How to complete this task »
Your task is to write out exactly the lines from the line containing "As a warehouse robot's perception module, locate distant" through the end of the records, inclusive at both ends.

Records to use »

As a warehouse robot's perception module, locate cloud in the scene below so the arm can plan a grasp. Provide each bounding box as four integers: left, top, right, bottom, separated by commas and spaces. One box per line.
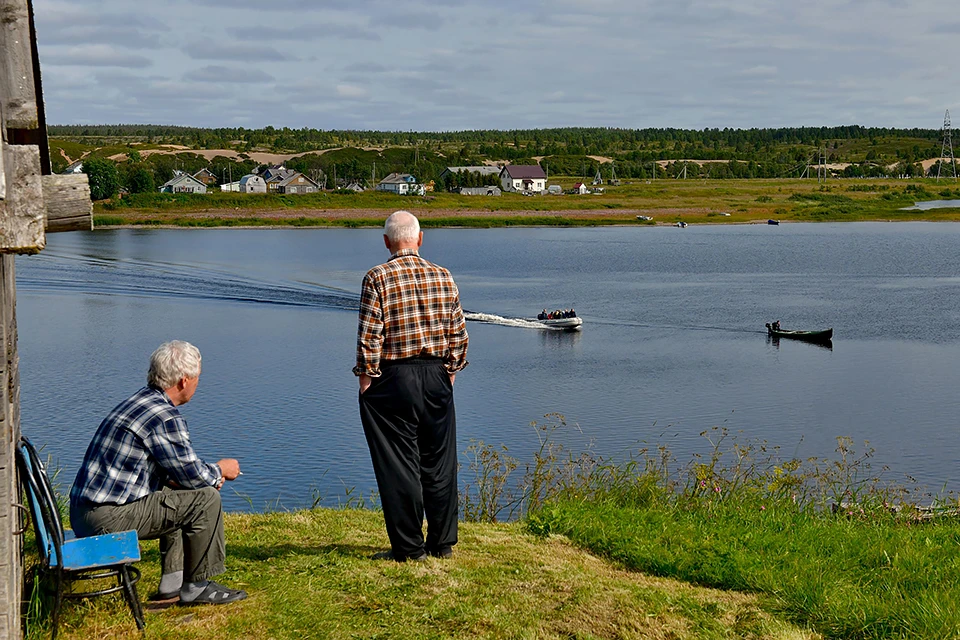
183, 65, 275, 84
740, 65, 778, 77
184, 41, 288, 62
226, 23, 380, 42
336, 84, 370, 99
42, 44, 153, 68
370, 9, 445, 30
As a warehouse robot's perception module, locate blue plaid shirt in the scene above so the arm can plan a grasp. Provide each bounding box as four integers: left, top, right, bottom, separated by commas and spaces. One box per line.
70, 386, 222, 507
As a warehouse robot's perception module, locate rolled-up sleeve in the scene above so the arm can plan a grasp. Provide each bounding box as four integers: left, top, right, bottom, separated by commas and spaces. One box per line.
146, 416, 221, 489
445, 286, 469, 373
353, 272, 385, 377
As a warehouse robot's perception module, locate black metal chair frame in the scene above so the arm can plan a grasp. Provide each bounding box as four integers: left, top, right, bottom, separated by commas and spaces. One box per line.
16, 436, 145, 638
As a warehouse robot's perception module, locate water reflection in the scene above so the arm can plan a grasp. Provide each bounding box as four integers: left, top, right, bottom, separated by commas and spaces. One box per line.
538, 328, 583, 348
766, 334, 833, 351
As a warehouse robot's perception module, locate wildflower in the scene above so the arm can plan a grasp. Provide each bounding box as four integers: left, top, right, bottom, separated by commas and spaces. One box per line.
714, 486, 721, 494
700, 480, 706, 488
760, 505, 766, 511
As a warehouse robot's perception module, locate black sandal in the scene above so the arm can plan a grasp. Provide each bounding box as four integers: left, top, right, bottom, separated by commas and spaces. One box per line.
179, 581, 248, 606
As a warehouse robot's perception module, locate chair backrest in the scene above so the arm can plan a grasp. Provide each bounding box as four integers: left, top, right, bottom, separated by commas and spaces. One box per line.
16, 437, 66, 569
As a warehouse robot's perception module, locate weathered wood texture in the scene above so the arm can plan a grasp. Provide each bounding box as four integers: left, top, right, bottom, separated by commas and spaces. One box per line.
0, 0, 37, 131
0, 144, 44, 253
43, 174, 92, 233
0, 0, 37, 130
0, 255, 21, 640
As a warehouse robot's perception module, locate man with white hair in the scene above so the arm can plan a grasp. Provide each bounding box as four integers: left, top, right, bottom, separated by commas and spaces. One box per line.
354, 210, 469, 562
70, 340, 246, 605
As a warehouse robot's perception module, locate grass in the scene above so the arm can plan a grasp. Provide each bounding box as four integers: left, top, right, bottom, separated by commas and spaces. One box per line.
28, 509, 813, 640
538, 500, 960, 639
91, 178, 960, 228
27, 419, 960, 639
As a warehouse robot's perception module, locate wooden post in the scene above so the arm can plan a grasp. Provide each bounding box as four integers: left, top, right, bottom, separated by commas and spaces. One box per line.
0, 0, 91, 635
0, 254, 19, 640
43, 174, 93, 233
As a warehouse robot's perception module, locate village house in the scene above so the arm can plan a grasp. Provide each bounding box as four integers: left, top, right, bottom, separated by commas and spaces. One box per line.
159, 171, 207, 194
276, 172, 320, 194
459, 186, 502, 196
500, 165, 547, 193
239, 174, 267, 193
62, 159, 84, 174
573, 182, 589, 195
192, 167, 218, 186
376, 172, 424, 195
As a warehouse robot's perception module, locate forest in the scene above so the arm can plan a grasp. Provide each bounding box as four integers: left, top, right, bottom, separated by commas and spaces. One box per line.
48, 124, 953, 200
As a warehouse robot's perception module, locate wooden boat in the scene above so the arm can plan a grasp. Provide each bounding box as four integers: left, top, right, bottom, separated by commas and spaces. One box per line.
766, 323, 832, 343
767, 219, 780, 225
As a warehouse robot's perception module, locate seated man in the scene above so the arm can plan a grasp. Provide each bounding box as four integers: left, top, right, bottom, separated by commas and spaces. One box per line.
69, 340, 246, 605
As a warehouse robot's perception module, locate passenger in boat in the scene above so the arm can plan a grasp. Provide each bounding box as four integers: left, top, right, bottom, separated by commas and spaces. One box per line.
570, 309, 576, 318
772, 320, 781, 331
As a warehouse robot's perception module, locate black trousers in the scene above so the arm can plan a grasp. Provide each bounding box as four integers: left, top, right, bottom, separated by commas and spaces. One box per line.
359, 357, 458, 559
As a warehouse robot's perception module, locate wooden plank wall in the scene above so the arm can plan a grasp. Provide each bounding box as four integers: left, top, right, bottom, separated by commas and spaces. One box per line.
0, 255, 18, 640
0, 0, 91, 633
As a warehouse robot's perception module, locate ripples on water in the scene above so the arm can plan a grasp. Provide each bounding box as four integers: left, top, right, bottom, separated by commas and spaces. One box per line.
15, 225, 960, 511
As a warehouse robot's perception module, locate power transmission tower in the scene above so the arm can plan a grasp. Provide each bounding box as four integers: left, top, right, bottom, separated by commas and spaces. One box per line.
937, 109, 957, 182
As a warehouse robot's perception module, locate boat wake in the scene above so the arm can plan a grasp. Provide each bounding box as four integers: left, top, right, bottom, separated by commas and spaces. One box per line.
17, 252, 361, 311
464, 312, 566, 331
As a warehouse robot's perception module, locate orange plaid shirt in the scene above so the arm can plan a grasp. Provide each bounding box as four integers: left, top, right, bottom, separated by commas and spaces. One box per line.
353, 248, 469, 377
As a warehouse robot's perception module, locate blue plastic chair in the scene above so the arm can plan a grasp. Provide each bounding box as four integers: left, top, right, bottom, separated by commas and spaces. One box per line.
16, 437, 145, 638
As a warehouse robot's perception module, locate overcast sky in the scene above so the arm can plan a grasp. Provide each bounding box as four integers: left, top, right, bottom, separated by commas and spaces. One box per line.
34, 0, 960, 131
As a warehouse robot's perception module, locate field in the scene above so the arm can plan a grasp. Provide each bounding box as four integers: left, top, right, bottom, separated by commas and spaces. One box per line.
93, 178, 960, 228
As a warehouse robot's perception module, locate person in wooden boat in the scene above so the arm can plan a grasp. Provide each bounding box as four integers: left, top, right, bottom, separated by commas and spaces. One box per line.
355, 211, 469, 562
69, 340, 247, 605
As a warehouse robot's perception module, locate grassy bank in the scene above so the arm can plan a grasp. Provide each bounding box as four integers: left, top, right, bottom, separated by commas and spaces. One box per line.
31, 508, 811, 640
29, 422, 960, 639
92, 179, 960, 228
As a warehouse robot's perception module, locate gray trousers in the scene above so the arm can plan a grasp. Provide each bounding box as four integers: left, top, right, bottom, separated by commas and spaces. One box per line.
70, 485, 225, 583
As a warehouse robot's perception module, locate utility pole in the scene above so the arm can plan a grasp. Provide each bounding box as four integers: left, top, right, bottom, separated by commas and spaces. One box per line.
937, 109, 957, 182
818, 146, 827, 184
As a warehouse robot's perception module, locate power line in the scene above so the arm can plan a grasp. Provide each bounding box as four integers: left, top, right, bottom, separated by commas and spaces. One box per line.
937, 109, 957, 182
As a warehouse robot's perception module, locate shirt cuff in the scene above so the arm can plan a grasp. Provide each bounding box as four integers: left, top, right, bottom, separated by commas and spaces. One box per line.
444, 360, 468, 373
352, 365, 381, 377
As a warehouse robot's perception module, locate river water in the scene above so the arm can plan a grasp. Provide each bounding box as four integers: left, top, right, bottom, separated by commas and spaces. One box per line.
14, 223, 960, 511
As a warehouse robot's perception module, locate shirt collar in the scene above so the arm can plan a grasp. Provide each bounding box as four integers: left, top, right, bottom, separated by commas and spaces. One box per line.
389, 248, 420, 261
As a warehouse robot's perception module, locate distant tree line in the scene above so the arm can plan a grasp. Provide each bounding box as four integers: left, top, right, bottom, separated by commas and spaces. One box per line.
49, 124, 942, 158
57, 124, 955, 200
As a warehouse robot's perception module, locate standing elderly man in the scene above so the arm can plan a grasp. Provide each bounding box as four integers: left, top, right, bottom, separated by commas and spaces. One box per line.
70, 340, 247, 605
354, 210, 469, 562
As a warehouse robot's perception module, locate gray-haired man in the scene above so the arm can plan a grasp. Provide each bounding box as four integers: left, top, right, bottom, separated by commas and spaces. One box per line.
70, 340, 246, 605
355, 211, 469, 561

Answer to this problem »
As a warehouse robot's perception module, locate distant tree line in the scene above so the arm can plan a grasp. Provide each bounding box as four integers: left, top, right, bottom, separated by commas and spaces. One box per line.
49, 124, 942, 158
57, 124, 955, 200
As a warehouse robot's perception module, locate standing elderly man in the scene above so the arm can plan a grasp. Provide each bounding box as four integers: left, top, right, bottom, separated by commas and spaces. One box per line.
70, 340, 247, 605
354, 210, 469, 562
As a warehouse robot's perception module, locate gray-haired man in the scene above so the arm can plan a grasp. Provide each bounding box as four integers: left, top, right, bottom, separated by commas and spaces. One box per line.
70, 340, 246, 605
355, 211, 469, 561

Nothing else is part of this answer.